■ Task A
Duplicate the stretch of the rollout plan from "The natural instinct" through "Populate the table.".
■ Task B
Answer from the rollout plan:
(i) What does the stubbed `find_similar_sessions(sid, ε)` primitive return?
(ii) Which distance measure is used over simhash?
(iii) Which text does the UI surface in `SessionDrawer` show?
■ Task C
Condense the numbered list in the rollout plan that begins "`session_profile` table + empty write path" into a shorter list, keeping each step's main facts.

■ Extract
The natural instinct is: features first, then correlation. **Invert it.**

1. **`session_profile` table + empty write path** — one row per session, all
   nulls. Ships immediately.
2. **Correlator `find_similar_sessions(sid, ε)` primitive — stubbed.**
   Returns empty. Wire the API, wire the UI surface in `SessionDrawer`
   ("Similar Sessions: none yet").
3. **First features** — the five cheapest (IKI moments, burst ratio,
   control-char mix). Populate the table.
4. **Similarity function goes live** — Euclidean distance over normalized
   float features, Hamming distance over simhash. No ML needed.
5. **Digraph simhash** — once cheap features are validated as useful.
6. **Correlation graph integration** — `CorrelationEngine` learns to
   follow profile-similarity edges, not just IP edges.

■ Data section
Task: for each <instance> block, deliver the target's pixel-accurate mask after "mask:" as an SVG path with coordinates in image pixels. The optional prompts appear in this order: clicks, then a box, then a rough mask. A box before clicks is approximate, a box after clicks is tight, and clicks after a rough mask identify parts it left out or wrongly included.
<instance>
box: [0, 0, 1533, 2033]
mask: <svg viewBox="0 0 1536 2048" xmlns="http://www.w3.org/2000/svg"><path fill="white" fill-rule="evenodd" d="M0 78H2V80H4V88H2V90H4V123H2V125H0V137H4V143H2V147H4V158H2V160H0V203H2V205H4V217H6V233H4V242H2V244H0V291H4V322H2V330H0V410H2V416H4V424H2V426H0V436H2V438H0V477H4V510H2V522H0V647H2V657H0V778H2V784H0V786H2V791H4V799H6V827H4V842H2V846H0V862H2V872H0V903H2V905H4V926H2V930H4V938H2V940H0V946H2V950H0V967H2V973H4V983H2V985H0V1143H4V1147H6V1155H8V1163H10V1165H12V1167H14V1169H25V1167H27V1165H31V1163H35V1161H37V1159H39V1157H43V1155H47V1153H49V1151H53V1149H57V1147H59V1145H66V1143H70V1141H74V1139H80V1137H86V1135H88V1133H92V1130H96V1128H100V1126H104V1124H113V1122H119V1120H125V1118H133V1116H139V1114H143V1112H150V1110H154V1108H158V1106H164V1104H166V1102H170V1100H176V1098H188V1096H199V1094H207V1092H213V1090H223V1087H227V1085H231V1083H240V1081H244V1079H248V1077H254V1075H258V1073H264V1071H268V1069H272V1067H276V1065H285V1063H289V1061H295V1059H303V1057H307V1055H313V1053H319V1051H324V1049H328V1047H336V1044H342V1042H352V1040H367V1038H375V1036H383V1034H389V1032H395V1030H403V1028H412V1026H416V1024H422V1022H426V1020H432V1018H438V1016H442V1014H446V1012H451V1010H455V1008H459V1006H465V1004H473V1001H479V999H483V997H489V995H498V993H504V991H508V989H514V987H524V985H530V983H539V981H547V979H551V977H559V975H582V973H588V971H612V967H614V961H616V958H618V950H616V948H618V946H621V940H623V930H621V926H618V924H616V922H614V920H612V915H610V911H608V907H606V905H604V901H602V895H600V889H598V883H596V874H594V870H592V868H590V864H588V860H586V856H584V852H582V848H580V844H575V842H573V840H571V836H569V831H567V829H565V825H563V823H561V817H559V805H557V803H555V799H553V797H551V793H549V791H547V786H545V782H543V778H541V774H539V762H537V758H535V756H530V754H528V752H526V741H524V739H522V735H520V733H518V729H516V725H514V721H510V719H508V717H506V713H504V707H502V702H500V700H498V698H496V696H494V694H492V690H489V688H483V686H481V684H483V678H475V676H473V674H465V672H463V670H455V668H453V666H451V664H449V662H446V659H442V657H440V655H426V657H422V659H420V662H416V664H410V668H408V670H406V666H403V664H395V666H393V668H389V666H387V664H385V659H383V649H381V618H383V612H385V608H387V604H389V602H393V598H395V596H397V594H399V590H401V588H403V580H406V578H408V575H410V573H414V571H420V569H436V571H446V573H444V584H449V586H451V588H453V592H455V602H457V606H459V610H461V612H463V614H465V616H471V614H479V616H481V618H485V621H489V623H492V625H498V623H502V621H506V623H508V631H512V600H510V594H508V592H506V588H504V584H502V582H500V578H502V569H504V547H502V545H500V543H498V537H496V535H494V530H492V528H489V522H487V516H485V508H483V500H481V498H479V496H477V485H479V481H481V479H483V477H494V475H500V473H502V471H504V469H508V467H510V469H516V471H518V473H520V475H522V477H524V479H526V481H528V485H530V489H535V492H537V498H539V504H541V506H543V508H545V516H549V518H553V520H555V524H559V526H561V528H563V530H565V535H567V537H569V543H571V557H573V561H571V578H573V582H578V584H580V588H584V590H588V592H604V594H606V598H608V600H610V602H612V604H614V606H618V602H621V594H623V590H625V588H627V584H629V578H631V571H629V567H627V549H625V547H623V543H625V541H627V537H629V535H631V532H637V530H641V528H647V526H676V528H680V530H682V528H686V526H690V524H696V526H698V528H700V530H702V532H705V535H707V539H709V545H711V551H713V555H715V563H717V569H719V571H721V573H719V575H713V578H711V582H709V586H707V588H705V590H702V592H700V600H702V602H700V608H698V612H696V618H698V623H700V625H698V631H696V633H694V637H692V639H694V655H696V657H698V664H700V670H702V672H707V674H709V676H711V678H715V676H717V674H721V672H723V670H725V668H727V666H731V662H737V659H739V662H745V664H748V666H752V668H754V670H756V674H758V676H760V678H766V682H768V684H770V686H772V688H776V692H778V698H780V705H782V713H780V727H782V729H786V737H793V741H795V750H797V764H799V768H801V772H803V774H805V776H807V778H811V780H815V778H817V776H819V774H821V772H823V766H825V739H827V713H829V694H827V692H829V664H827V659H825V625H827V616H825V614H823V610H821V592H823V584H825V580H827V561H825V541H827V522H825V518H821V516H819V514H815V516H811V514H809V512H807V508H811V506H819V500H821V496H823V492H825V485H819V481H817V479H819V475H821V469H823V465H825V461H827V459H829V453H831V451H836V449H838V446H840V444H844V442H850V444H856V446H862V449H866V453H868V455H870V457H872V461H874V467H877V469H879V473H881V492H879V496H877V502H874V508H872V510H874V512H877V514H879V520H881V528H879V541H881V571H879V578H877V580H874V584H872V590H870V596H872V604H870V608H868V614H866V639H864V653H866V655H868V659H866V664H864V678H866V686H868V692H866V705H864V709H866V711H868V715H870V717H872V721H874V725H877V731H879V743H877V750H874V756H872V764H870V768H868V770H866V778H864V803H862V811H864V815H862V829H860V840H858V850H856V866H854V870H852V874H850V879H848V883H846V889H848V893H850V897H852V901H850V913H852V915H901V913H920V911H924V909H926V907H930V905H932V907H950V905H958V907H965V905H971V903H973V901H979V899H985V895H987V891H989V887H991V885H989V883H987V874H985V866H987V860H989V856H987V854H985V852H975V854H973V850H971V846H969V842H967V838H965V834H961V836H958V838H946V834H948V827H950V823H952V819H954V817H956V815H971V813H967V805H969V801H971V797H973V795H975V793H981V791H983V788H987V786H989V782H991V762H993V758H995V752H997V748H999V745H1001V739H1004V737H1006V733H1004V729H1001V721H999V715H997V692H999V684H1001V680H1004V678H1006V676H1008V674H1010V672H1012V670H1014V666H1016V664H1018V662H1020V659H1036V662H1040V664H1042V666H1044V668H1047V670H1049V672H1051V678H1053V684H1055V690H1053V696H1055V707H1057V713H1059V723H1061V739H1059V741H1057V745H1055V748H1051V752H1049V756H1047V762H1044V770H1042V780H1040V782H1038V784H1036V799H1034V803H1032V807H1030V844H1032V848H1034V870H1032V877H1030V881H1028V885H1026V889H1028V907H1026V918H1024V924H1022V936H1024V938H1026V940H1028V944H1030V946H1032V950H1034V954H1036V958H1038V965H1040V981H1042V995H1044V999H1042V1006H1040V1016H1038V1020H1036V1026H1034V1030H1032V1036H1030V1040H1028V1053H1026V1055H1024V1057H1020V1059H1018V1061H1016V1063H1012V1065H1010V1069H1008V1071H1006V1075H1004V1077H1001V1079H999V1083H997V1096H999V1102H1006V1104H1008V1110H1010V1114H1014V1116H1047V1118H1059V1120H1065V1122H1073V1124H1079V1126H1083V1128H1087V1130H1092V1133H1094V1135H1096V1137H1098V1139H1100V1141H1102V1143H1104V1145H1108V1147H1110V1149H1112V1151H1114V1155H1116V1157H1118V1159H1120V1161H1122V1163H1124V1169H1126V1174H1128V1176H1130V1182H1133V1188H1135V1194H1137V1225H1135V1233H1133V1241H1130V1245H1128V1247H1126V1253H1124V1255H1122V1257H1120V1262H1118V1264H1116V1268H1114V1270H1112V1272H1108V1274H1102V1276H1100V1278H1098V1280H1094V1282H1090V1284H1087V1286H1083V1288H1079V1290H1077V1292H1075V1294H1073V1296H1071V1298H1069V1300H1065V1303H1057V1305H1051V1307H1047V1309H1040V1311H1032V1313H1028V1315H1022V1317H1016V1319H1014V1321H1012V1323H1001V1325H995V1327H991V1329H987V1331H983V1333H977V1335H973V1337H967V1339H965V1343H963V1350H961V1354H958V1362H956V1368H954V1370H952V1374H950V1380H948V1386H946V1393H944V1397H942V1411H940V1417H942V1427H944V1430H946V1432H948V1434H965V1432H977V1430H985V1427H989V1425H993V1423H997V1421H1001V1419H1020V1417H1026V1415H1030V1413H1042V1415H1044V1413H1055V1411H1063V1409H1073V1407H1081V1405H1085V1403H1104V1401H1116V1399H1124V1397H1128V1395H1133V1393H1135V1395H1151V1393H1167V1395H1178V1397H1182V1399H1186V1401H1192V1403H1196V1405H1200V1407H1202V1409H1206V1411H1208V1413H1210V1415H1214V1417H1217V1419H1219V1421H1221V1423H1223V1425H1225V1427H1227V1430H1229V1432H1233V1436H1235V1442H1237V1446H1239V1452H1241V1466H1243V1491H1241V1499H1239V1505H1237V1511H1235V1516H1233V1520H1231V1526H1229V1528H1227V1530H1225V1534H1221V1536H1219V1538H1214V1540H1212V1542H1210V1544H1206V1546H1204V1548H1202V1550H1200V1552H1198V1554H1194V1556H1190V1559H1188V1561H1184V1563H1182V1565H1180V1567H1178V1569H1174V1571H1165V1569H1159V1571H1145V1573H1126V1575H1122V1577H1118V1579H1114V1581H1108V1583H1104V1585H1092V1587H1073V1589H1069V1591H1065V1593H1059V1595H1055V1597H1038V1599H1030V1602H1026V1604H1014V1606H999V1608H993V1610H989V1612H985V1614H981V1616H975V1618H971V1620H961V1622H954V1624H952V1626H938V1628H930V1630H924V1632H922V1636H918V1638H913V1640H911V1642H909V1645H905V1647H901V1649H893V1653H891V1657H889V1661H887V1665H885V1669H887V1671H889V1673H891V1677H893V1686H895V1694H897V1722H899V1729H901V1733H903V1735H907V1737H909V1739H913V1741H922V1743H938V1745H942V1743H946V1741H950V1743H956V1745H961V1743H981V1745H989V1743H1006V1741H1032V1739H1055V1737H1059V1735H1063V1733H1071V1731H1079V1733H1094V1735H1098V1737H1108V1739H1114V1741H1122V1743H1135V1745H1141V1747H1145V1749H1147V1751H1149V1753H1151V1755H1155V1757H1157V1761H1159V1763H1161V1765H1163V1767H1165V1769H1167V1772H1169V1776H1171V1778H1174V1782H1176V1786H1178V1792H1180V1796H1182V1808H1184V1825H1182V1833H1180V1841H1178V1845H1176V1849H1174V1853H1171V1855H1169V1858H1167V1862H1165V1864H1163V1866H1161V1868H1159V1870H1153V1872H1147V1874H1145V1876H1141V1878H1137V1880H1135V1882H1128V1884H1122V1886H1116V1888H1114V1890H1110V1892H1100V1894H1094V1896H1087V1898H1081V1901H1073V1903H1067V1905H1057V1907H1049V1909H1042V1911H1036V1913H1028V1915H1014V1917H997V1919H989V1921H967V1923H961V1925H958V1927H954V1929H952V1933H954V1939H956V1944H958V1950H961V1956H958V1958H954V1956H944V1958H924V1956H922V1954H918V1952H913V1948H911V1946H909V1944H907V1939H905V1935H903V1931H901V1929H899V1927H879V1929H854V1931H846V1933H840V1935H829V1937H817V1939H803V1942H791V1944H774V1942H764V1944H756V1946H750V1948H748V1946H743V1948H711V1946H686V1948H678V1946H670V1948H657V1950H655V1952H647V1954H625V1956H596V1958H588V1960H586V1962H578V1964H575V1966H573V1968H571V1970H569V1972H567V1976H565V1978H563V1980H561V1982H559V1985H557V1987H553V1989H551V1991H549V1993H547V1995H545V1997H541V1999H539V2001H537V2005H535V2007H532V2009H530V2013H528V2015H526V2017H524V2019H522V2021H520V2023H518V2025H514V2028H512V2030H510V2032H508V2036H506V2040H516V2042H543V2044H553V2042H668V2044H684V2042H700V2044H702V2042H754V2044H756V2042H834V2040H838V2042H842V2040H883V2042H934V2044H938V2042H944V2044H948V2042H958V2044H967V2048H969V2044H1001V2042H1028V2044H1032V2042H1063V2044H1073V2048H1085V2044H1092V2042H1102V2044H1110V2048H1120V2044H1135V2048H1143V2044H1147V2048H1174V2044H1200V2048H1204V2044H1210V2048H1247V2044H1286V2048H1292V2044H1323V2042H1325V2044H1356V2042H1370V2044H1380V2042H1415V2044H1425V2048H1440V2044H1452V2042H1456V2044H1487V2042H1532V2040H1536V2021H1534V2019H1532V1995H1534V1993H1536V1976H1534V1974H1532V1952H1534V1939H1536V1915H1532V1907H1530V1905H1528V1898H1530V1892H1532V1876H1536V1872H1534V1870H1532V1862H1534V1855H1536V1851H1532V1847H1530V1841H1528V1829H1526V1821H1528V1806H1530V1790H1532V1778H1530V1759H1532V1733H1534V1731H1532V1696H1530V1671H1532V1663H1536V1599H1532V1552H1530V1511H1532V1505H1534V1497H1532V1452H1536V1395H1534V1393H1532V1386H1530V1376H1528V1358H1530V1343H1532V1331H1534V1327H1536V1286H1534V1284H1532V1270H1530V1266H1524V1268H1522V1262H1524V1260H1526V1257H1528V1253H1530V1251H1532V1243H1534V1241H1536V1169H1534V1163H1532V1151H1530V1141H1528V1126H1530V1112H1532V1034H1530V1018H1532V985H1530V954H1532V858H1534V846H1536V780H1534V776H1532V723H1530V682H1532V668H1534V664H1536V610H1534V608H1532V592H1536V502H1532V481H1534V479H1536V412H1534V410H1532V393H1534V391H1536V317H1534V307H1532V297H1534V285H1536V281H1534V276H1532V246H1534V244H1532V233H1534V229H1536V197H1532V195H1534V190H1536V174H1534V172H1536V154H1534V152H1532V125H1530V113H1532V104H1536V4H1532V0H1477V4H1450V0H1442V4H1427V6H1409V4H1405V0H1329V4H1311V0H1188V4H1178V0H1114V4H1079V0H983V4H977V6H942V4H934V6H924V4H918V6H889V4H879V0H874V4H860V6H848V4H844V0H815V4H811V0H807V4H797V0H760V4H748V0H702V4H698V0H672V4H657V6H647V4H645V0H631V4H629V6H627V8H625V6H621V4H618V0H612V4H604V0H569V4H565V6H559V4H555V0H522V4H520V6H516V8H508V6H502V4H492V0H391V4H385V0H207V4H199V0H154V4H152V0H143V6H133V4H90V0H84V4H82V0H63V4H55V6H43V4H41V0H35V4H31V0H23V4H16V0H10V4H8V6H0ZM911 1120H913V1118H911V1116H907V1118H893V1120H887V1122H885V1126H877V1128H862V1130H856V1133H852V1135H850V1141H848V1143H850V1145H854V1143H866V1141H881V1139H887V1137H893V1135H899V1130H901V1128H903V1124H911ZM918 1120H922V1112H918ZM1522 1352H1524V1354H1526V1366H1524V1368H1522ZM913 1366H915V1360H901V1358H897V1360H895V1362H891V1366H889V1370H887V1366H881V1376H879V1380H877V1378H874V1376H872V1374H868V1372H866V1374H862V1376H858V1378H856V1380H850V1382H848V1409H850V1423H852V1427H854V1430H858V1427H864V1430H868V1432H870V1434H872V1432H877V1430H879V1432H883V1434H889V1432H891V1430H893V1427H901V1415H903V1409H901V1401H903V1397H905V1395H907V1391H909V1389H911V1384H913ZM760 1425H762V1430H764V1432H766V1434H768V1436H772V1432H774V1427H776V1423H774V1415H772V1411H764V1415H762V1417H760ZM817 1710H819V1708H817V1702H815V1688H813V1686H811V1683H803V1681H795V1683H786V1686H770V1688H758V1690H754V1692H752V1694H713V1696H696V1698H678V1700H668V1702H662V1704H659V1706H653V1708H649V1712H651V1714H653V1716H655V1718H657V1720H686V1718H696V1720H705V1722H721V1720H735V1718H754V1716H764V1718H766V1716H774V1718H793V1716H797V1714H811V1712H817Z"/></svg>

■ Exercise solution A
The natural instinct is: features first, then correlation. **Invert it.**

1. **`session_profile` table + empty write path** — one row per session, all
   nulls. Ships immediately.
2. **Correlator `find_similar_sessions(sid, ε)` primitive — stubbed.**
   Returns empty. Wire the API, wire the UI surface in `SessionDrawer`
   ("Similar Sessions: none yet").
3. **First features** — the five cheapest (IKI moments, burst ratio,
   control-char mix). Populate the table.

■ Exercise solution B
(i) It returns empty.
(ii) Hamming distance.
(iii) "Similar Sessions: none yet"

■ Exercise solution C
1. `session_profile` table with an empty write path: one all-null row per session, shipped immediately.
2. Stubbed `find_similar_sessions(sid, ε)` returning empty, with the API and `SessionDrawer` UI wired ("Similar Sessions: none yet").
3. The five cheapest features (IKI moments, burst ratio, control-char mix) populate the table.
4. Live similarity: Euclidean distance over normalized float features, Hamming distance over simhash, no ML.
5. Digraph simhash, once the cheap features prove useful.
6. `CorrelationEngine` follows profile-similarity edges as well as IP edges.